TO DO:
Print the entire listing. Each line must match the original exactly.

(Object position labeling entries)
_ _ _
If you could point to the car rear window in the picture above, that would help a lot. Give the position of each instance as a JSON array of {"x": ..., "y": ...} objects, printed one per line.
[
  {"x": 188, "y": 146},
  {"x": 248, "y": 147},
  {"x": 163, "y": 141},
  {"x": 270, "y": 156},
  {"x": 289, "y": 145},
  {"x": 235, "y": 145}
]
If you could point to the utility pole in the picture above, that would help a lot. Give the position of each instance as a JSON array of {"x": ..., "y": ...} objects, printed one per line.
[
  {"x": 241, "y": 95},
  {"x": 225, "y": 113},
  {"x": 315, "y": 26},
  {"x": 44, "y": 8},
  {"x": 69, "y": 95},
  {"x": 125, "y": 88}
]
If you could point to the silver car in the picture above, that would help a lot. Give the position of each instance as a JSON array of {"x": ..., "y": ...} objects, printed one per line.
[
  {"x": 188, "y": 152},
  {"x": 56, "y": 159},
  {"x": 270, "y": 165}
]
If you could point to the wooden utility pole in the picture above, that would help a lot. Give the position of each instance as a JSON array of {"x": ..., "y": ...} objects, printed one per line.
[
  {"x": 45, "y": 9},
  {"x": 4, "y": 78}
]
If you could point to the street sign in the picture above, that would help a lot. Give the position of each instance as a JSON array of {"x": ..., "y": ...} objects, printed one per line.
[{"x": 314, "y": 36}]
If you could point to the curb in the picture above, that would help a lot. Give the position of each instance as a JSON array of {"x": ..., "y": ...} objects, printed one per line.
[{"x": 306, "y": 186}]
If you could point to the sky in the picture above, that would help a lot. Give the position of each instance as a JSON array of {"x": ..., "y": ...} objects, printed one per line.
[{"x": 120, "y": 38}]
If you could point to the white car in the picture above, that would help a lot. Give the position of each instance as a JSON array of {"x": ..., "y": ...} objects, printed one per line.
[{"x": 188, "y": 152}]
_ _ _
FINISHED ANSWER:
If you could point to the car rear window in the picture above, that would help a lot. Give the position of each instance as a JSON array of {"x": ..., "y": ...} objects, printed one per line.
[
  {"x": 188, "y": 146},
  {"x": 248, "y": 147},
  {"x": 163, "y": 141},
  {"x": 270, "y": 156},
  {"x": 289, "y": 145},
  {"x": 235, "y": 145}
]
If you could point to the utility pole in the picture above, that would help a lot. Give the position of each instance as a JSON array of {"x": ..., "y": ...} objects, printed one per line.
[
  {"x": 241, "y": 95},
  {"x": 225, "y": 113},
  {"x": 315, "y": 26},
  {"x": 44, "y": 8},
  {"x": 69, "y": 95},
  {"x": 125, "y": 88}
]
If you could point to the silver car in the picture above, that would help a lot. Give the position of each instance as a JSON array of {"x": ..., "y": ...} objects, printed one per line.
[
  {"x": 188, "y": 152},
  {"x": 56, "y": 159},
  {"x": 270, "y": 165}
]
If you could point to the wooden utility pole in the picture above, that would help a lot. Give the position of each instance as a JSON array of {"x": ..., "y": ...} objects, printed one per line.
[
  {"x": 45, "y": 9},
  {"x": 4, "y": 78}
]
If you could point to the street sign in the picture above, that would help a lot. Give the position of each instance as a JSON array of {"x": ..., "y": ...} objects, printed one per line.
[{"x": 314, "y": 36}]
If you could point to the curb in the picture above, that would help a lot. Give the position of each instance as a JSON array of {"x": ..., "y": ...} objects, printed one per line.
[{"x": 306, "y": 186}]
If you could point to the sky in the picture above, that would help a lot. Give the position of each instance as a JSON array of {"x": ..., "y": ...} objects, printed one per line.
[{"x": 120, "y": 38}]
If you could point to the white car in the picture above, that would help a lot. Give the position of each instance as a JSON array of {"x": ..., "y": ...} objects, printed one per line.
[{"x": 188, "y": 152}]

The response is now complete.